◆ TRY IT
Carry on the piece about fossil fuel extraction in Africa and its costs, picking up after its last sentence below.

◆ EXCERPTED TEXT
·····

Fact: We live in a global village, and chances that the repercussions of one person's actions will affect people around them are 100 per cent.
Locally, one may get away with contravening a simple “Usikojoe hapa” warning once or twice, but if they knew flies carry germs from that same spot and contaminate food or water, so people have to manage sicknesses every now and then, they would act better.
But why should this even matter? It is because you pollute the environment, everyone else suffers, however innocent they are.
It is for this same reason that fossil fuel powered industrialisation in countries thousands of miles away decades ago is causing climate disasters locally. What we think are boundaries are nonexistent in the face of diseases (remember Covid), carbon emission and many other aspects.
Today the thirst for fossil fuel is at its highest in Africa. Everyone wants to develop, arguing that this is the route rich countries in the West took. This, coupled with the longing by big companies' appetite for 'virgin' oil in Africa makes a case for willing buyer and willing seller. With this, and interests, environmental assessment may not help.
Directly affected people are guaranteed economic transformation, until of course nothing comes their way. Funny how places where such resources are discovered are also always most likely to be occupied by some of the poorest, most often seemingly marginalised communities. So by the time the firms promise job opportunities, they know the expertise needed to do some of the best paying jobs lacks locally. And so contend with casual jobs. The businesses involved come with their experts and all the money returns to their country.
Displacing such people becomes easier for governments, sometimes with little compensation for land taken permanently or temporarily.

·····

Referring expression data:
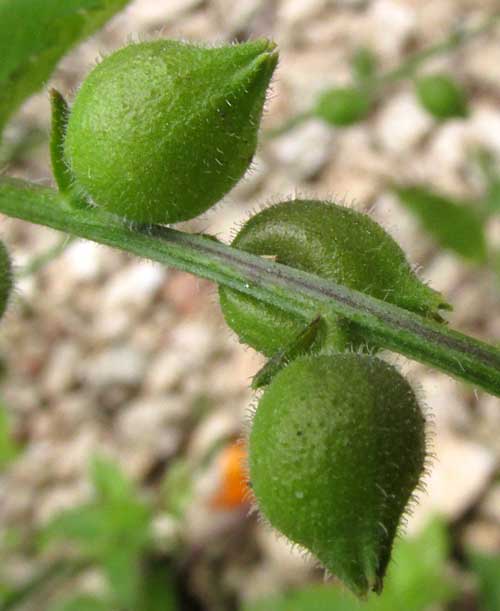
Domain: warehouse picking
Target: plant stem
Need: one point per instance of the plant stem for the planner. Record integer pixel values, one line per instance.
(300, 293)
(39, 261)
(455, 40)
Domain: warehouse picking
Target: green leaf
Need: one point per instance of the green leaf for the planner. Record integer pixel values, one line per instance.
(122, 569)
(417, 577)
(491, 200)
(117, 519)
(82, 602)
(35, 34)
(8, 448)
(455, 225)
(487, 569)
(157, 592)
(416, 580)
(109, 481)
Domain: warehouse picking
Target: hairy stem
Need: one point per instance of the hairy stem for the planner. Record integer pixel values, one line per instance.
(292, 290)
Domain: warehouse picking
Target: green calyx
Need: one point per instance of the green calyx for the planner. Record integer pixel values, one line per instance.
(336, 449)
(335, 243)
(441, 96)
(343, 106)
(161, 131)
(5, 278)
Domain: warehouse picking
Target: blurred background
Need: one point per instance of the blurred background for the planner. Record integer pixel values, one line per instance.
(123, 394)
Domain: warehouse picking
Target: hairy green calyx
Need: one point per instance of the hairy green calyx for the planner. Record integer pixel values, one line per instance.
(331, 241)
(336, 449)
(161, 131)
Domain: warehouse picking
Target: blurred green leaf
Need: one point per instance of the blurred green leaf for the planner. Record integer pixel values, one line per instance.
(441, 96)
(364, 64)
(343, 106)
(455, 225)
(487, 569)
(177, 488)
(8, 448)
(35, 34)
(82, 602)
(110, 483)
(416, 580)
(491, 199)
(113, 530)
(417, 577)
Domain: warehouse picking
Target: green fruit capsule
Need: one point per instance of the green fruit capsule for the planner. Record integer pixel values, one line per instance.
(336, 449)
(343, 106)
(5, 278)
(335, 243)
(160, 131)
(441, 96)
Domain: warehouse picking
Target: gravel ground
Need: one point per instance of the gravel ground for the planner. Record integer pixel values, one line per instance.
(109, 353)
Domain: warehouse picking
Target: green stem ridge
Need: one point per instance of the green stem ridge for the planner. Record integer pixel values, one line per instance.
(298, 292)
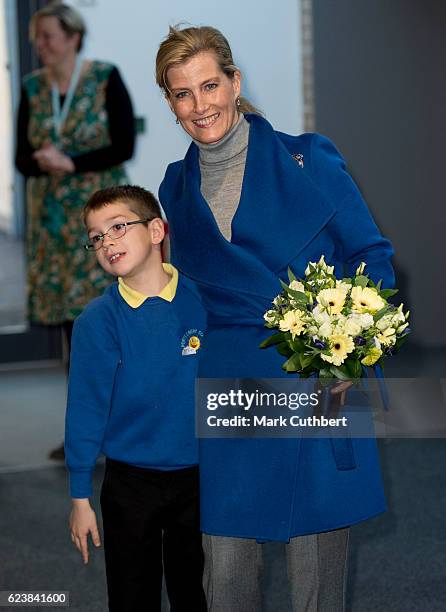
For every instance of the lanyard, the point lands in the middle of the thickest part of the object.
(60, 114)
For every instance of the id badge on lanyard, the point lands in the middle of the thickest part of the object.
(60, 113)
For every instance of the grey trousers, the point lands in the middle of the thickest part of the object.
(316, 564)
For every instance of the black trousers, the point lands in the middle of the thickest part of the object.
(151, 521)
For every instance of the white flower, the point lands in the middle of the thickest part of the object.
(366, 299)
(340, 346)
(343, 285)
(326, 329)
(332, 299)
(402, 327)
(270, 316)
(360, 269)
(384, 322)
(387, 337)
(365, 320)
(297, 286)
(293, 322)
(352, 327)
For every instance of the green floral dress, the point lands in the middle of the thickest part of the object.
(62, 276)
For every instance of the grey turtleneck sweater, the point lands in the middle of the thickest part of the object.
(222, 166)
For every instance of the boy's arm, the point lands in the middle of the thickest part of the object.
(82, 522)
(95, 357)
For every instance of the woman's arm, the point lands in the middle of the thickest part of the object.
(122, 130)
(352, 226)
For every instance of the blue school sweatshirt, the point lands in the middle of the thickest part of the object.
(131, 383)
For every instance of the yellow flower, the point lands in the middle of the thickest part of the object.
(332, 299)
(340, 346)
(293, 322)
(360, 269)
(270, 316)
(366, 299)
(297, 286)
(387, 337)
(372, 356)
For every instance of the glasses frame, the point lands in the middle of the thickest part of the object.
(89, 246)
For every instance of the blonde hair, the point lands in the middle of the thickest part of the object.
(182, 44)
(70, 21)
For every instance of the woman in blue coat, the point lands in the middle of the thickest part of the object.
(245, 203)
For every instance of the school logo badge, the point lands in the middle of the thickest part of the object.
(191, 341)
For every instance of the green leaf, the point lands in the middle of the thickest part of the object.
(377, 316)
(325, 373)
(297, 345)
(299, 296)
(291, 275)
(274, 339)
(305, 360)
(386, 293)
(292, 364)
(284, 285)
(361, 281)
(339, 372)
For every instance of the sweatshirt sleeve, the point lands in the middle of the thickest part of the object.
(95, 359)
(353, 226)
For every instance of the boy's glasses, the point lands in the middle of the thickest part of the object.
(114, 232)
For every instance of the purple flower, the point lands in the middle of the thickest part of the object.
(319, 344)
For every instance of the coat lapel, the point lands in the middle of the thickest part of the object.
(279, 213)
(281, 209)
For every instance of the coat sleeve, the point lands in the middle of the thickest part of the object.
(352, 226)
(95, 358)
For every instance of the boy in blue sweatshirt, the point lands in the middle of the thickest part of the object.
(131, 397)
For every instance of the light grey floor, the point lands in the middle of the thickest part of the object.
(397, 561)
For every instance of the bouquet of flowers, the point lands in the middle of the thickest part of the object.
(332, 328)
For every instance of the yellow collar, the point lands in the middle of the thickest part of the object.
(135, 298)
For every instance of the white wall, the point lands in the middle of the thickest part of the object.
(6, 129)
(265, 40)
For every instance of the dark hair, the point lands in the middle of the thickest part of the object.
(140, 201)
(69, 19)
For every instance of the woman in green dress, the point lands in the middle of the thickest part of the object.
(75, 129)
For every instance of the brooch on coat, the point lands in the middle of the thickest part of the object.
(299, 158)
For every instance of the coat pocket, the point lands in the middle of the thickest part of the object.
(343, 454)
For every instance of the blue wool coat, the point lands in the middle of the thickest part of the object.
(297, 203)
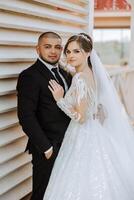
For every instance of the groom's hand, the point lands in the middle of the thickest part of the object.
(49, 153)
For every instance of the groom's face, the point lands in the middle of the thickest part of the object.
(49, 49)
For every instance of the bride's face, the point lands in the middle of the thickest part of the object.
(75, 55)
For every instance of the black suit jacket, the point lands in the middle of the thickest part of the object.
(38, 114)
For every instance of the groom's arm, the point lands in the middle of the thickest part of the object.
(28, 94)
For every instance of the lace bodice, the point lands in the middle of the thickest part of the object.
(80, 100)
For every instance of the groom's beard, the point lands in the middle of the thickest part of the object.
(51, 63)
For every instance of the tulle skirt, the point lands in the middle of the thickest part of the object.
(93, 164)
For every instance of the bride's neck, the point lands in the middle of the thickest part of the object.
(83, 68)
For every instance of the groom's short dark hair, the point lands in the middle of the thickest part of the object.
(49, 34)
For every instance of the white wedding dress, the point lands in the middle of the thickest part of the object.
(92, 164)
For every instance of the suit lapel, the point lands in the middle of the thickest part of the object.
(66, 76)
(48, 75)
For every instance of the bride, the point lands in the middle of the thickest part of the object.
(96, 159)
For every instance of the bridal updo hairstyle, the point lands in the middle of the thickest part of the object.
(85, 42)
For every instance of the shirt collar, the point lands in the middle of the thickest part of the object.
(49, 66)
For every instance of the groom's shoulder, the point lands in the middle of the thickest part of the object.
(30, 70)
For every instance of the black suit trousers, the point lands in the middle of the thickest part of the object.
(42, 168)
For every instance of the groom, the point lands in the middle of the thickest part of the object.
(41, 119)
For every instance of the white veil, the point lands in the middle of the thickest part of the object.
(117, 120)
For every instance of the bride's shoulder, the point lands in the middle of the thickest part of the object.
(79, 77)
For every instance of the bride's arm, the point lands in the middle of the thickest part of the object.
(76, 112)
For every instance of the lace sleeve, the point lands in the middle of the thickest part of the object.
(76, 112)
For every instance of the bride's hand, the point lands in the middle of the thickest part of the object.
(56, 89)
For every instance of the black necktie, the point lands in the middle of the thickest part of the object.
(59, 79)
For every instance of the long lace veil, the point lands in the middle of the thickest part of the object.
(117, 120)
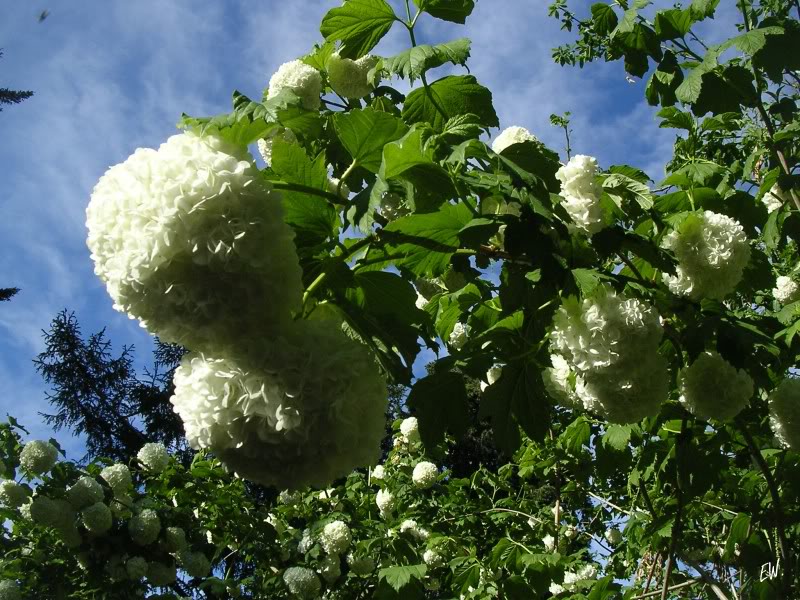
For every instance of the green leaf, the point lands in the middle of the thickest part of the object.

·····

◆ ANSWER SECTION
The opportunity cost in commercial oil extraction, even in terms of agriculture alone, is never easy to recover. The value of land after such projects is never the same. The ecosystem is messed and a lot of lives and livelihoods disrupted. In the end, the profits are not for locals, but for the big companies.
This is likely to be the case in the contentious 1,443-kilometre East African Crude Oil Pipeline project from Uganda through to Tanzania’s Chongoleani Peninsular near the Tanga port. Total Energy and China National Offshore Oil Corporation are taking up this project, with at least 60 per cent stake.
Even as courts decide this case, contentious issues remain for locals along the path of the pipeline. Besides, carbon emission projected from this project is at least 34 tonnes every year, and this will not be confined to Uganda and Tanzania.
With this in mind, there is opportunity for joint efforts to do the right thing, because the big firms will spread their wings once they are done with Uganda. The loans already advanced can be used to focus on renewable energy, whose sources are not exhausted. But then again, why not just give African countries grants instead?